(Stored dataset items)

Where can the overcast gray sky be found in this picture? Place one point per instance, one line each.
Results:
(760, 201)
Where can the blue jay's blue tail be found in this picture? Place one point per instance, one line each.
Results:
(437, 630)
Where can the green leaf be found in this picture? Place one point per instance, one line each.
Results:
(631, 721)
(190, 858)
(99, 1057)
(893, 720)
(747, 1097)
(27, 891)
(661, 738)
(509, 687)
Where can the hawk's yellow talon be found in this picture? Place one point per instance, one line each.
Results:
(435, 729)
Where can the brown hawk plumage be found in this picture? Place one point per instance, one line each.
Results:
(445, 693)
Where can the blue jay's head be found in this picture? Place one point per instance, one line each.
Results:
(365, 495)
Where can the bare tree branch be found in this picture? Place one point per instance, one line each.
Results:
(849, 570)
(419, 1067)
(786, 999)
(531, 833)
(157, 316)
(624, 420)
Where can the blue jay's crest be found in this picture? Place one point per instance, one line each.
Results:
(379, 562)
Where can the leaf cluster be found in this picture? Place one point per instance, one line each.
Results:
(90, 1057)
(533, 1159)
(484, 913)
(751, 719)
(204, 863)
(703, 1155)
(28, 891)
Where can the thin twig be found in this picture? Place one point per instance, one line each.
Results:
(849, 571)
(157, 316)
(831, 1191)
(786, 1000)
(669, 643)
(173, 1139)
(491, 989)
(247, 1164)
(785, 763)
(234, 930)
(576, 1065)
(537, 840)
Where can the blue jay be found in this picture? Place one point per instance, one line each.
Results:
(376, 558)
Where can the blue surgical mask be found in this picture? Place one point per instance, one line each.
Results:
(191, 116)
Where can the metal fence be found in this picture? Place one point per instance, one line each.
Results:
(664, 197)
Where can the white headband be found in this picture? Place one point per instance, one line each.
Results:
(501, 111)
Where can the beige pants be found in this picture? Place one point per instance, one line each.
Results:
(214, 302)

• **YOUR ASSIGNMENT**
Could you output, exactly and with nothing else, the lines from the start of the records through the line containing "Where can the green"?

• **RESPONSE**
Where can the overcast gray sky be found in this picture? Place one point per instance, one line each.
Results:
(760, 201)
Where can the blue jay's blue tail be found in this picture? Place one point per instance, one line each.
Results:
(437, 630)
Where can the green leaf be found in this picture? Place one point per instance, one line each.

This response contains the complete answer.